**Recorded information:**
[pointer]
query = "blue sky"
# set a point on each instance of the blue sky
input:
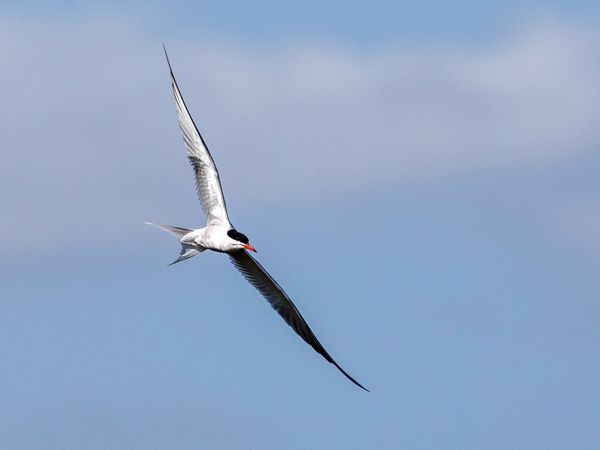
(421, 179)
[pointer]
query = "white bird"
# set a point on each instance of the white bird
(219, 235)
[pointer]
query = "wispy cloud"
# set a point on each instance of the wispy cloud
(89, 131)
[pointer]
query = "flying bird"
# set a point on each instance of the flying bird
(220, 236)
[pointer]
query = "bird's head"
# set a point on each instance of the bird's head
(240, 240)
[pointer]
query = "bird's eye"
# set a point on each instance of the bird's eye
(235, 234)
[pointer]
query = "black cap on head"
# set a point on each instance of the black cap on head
(235, 234)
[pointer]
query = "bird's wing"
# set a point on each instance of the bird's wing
(208, 184)
(258, 277)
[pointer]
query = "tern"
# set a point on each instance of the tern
(220, 236)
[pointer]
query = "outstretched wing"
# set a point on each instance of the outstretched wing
(208, 183)
(258, 277)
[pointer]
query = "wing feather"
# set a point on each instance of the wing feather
(258, 277)
(208, 183)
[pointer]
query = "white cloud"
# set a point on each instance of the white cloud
(90, 136)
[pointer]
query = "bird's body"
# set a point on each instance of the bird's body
(220, 236)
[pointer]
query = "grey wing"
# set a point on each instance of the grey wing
(208, 183)
(258, 277)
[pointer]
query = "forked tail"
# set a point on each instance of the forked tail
(187, 251)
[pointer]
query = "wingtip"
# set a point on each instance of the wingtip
(167, 58)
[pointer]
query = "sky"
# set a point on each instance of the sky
(421, 178)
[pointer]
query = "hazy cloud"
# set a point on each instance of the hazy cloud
(90, 135)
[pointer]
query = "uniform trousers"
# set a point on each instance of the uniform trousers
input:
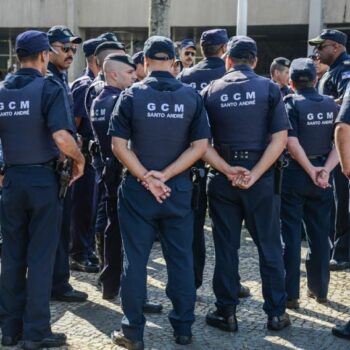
(301, 198)
(258, 206)
(141, 217)
(31, 214)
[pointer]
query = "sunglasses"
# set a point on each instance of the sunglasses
(321, 47)
(67, 48)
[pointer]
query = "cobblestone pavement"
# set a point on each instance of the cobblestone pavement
(89, 325)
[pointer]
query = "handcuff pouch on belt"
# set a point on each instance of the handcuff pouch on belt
(64, 170)
(112, 172)
(196, 175)
(280, 163)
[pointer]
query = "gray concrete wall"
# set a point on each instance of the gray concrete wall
(134, 13)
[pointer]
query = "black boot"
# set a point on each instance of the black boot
(224, 319)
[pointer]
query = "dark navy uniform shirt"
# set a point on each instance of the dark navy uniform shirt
(335, 80)
(54, 106)
(344, 113)
(286, 90)
(61, 77)
(200, 75)
(93, 91)
(244, 110)
(79, 89)
(161, 117)
(312, 116)
(101, 110)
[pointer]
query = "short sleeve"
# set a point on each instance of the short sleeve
(79, 92)
(120, 123)
(344, 113)
(56, 108)
(278, 118)
(200, 128)
(293, 116)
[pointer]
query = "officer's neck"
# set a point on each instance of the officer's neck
(338, 57)
(34, 65)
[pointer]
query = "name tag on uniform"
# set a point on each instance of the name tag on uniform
(345, 75)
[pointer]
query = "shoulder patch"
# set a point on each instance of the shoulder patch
(288, 97)
(345, 75)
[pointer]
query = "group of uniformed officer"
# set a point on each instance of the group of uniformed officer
(139, 143)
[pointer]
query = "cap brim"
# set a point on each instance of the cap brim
(75, 40)
(71, 39)
(316, 41)
(51, 48)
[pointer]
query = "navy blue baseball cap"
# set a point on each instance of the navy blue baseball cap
(108, 36)
(89, 46)
(302, 69)
(121, 58)
(109, 45)
(187, 43)
(329, 34)
(62, 34)
(241, 46)
(214, 37)
(285, 62)
(138, 57)
(159, 48)
(31, 42)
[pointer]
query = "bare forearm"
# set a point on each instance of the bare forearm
(214, 159)
(271, 154)
(128, 158)
(298, 153)
(186, 159)
(332, 160)
(342, 142)
(67, 145)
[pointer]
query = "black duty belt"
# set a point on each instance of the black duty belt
(247, 155)
(227, 153)
(317, 156)
(52, 164)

**Work instructions:**
Return each line exactly as written. Any picture gets left out.

**Expected output:**
[pointer]
query = "blue sky"
# set a point on each instance of the blue sky
input:
(421, 179)
[pointer]
query = "white bird"
# set a point on each instance of the white bird
(219, 235)
[pointer]
query = "wispy cloud"
# set a point on each instance of the wispy cloud
(89, 131)
[pointer]
query = "flying bird"
# set a point on each instance of the flying bird
(220, 236)
[pointer]
query = "bird's head"
# set a point on each instance of the bird's head
(240, 240)
[pointer]
query = "bird's eye"
# set a point on each instance of the bird's eye
(235, 234)
[pointer]
query = "black cap on head"
# set a point on each instance of the black cap on head
(235, 234)
[pointer]
query = "bird's wing"
# set a point on each instance of the bird's wing
(208, 184)
(258, 277)
[pointer]
query = "tern"
# set a point on each instance of the tern
(220, 236)
[pointer]
query = "outstretched wing"
# set a point on each instance of the outstretched wing
(208, 183)
(258, 277)
[pointer]
query = "wing feather"
# set a point on each instance of the wing feather
(258, 277)
(208, 183)
[pointer]
query = "white cloud"
# set a point on each instance of the white cloud
(90, 136)
[pointer]
query = "bird's body"
# set a point on each instance of the bird's body
(220, 236)
[pointer]
query = "grey wing"
# set a point on each instance of the grey wing
(208, 183)
(258, 277)
[pointer]
query = "forked tail"
# set a point on each instance of the forked tail
(187, 251)
[pointer]
query = "wingtip"
# set a point on each instance of the wingtip
(167, 58)
[pointer]
query = "sky"
# set a point on each instance of the sky
(421, 178)
[pointer]
query = "hazy cloud"
# set a point on each instance of the hazy cloud
(90, 135)
[pointer]
query = "uniform trousers"
# set a point on each instance of the uniform trousers
input:
(301, 198)
(258, 206)
(141, 217)
(31, 214)
[pointer]
query = "sunglasses"
# set a point on each instance of the sunglasses
(321, 47)
(67, 48)
[pointer]
query = "cobblestone pavement"
# set a point on each instance of the cobblestone pavement
(89, 325)
[pointer]
query = "handcuff pouch on belt"
# set a point on each instance of the handcuff pouch on belt
(64, 170)
(112, 172)
(196, 175)
(280, 163)
[pointer]
query = "gray concrete wall"
# set a point on each instance of the gray concrete wall
(134, 13)
[pointer]
query = "black boot"
# set a point on each instance of the black boot
(224, 319)
[pointer]
query = "dark navy uniform shirt"
# set a point on each instance of the dark navy uniform shirt
(335, 80)
(54, 106)
(344, 113)
(286, 90)
(61, 77)
(200, 75)
(93, 91)
(244, 110)
(79, 89)
(161, 117)
(312, 116)
(101, 110)
[pointer]
query = "short sleeve"
# set a point on each instance of the short sleeve
(79, 92)
(120, 123)
(344, 113)
(56, 108)
(278, 118)
(200, 128)
(293, 116)
[pointer]
query = "officer's neck"
# set a point on each instance of the officer's neck
(338, 57)
(34, 65)
[pointer]
query = "name tag on uniform"
# set a point on each instance of the name tag on uniform
(345, 75)
[pointer]
query = "shoulder patch"
# set a point on each instance of the shoulder patch
(288, 97)
(345, 75)
[pointer]
query = "group of uniformed officer"
# set a point on each instance of the group of uniformed officer
(139, 143)
[pointer]
query = "cap brim"
# set a point on each instance of the cap brim
(75, 40)
(71, 39)
(316, 41)
(51, 48)
[pointer]
query = "navy blue baseball cap"
# set a point on each instance of the navy blue baseball cap
(108, 36)
(89, 46)
(302, 69)
(121, 58)
(109, 45)
(187, 43)
(329, 34)
(62, 34)
(241, 46)
(214, 37)
(285, 62)
(138, 57)
(159, 48)
(31, 42)
[pointer]
query = "bare forearm"
# set a point on each instance of the bare forearm
(214, 159)
(271, 154)
(128, 158)
(298, 153)
(186, 159)
(332, 160)
(342, 142)
(67, 145)
[pointer]
query = "black duty belt"
# set a point on each instance of the black duty belt
(247, 155)
(227, 153)
(317, 156)
(52, 164)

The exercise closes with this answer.